Problem description – Swap every "Record the coordinates" for "List the coordinates" throughout the items below and reproduce them with nothing else altered.

Supplied material –

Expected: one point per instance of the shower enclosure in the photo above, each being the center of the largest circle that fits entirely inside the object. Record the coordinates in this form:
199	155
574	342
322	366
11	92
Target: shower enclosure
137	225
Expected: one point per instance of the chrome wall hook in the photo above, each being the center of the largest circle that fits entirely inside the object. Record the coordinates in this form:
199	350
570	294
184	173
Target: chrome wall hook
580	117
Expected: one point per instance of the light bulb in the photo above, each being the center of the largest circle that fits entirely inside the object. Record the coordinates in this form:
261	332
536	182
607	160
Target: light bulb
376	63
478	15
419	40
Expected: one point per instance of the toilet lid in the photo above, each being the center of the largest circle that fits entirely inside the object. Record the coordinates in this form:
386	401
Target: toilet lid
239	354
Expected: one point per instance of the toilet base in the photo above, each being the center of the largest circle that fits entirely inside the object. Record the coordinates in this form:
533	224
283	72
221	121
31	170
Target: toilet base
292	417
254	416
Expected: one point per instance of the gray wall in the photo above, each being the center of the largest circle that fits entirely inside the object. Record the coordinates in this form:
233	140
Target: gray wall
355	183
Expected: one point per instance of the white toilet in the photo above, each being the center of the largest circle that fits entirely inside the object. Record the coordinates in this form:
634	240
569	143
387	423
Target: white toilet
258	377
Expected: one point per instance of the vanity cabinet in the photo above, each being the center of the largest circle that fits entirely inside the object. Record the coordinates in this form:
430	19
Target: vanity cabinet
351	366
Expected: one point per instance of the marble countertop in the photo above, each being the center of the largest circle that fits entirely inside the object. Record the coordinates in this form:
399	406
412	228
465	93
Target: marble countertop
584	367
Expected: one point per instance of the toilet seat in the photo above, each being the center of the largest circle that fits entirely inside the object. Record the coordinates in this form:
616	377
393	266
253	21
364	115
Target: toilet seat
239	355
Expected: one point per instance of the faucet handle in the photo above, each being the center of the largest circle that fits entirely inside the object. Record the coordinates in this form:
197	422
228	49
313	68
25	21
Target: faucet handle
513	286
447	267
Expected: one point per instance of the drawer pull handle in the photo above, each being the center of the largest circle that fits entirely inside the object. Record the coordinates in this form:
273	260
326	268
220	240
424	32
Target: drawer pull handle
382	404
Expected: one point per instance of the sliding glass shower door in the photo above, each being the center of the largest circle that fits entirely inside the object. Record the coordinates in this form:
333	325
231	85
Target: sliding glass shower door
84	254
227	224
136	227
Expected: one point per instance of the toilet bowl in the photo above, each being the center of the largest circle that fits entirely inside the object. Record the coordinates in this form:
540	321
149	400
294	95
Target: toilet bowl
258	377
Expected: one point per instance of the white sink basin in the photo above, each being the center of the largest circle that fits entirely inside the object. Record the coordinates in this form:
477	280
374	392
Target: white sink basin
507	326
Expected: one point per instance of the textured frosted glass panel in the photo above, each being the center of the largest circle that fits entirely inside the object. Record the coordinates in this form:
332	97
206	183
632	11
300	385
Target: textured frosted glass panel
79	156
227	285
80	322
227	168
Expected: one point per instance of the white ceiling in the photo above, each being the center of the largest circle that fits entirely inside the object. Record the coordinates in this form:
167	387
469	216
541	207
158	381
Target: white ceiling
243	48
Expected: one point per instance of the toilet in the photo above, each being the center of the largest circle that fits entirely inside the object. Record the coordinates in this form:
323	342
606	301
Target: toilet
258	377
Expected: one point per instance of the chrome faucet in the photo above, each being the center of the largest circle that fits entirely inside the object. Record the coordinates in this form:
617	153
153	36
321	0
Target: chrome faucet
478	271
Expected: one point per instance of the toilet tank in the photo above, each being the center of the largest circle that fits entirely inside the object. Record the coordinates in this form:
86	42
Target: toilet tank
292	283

Answer to this task –
Expected: one point per instance of the shower enclosure in the photo above, each being the center of the largest circle that fits entirely inside the object. List the coordinates in this form:
199	155
574	342
322	366
11	92
Target: shower enclosure
137	225
Expected: one point per instance of the chrome wall hook in the photo above, each being the center of the largest circle that fits entirely inside the object. List the coordinates in this form:
199	350
570	294
184	173
Target: chrome wall hook
580	117
Expected: one point per instance of the light bulb in the photo above, each being the center of the largest circle that fits entirely inside the object. List the coordinates in this form:
261	332
536	182
607	160
Target: light bulb
376	63
478	15
419	40
Expected: one point per instance of the toilet lid in the photo above, each being the center of the largest circle that fits entirely inside the object. List the coordinates in this form:
386	401
Target: toilet lid
239	354
Expected: one point per instance of the toilet base in the photo above, each being the center of the largest circle that fits entirely inside the object. List the coordinates in this form:
533	224
283	72
221	121
31	170
Target: toilet base
292	417
254	416
Expected: one point per instance of the gray wall in the photo above, each being the center of the largest circle that fits entirely inside the object. List the coordinates in this form:
233	140
Target: gray wall
355	183
Expected: one point per instance of the white toilet in the photo above, each being the center of the largest circle that fits entirely inside the object. List the coordinates in this form:
634	240
569	143
387	423
Target: white toilet
258	377
Expected: one point per instance of the vanity cabinet in the photo above, each being the center of the largest circle that fits entirely inside the object. List the coordinates in this form:
430	19
Target: vanity cabinet
351	366
Expected: one point per instance of the marble countertop in the photo above, each being the center of the largest circle that fits entirely inside the object. List the coordinates in this form:
399	406
412	228
465	93
Target: marble countertop
584	367
Expected: one point per instance of the toilet seat in the photo above, each being the center of the largest circle that fits entirely inside the object. List the coordinates in this form:
616	377
393	266
253	21
364	115
Target: toilet seat
239	355
Expected: one point per instance of the faucet handle in the photo above, each being the center of the largest circle that fits entirely inside the object. List the coordinates in this form:
197	422
228	49
313	68
25	21
Target: faucet handle
513	286
447	267
Expected: one point per instance of the drawer pull handle in the photo above, each being the center of the largest circle that fits entirely inside the object. List the coordinates in this form:
273	260
326	268
220	240
424	32
Target: drawer pull handle
382	404
Expected: one point per instance of the sliding glass shower door in the photo above, each being the center of the largest circle that fits entirely inside the object. List the coordinates in this form:
333	325
231	85
Target: sliding glass shower door
84	254
227	224
136	227
Expected: one point per instance of the toilet bowl in the photo above, each being the center of the largest circle that fits entirely inside the object. List the coordinates in this form:
540	321
149	400
294	95
Target: toilet bowl
258	377
Expected: one point per instance of the white sink basin in the photo above, each being the center of the largest circle that fits entirely inside the object. List the coordinates in this form:
477	280
374	392
Target: white sink basin
507	326
Expected: one point per instance of the textured frosted glass panel in the photo above, each being the center of the largest circle that fits entirely inside the object. List the coordinates in this form:
332	97
206	183
632	11
300	385
Target: textured frosted glass panel
79	156
227	285
80	322
227	168
Expected: one point per instance of the white ceiling in the photo above, each being the center of the largest circle that fits entirely inside the object. List the coordinates in this form:
167	387
469	216
541	207
158	381
Target: white ceiling
243	48
Expected: one point per instance of the toilet in the photo above, each being the center of the largest circle that fits entirely inside the object. List the coordinates in this form:
323	342
606	301
Target: toilet
258	377
Expected: one point per instance of the chrome faucet in the photo above, each being the center of the largest circle that fits entirely inside the object. List the coordinates in this form:
617	153
153	36
321	0
Target: chrome faucet
478	271
Expected: one point per instance of the toilet tank in the photo above, each being the center of the largest circle that fits entirely inside the object. List the coordinates in this form:
86	42
Target: toilet tank
292	283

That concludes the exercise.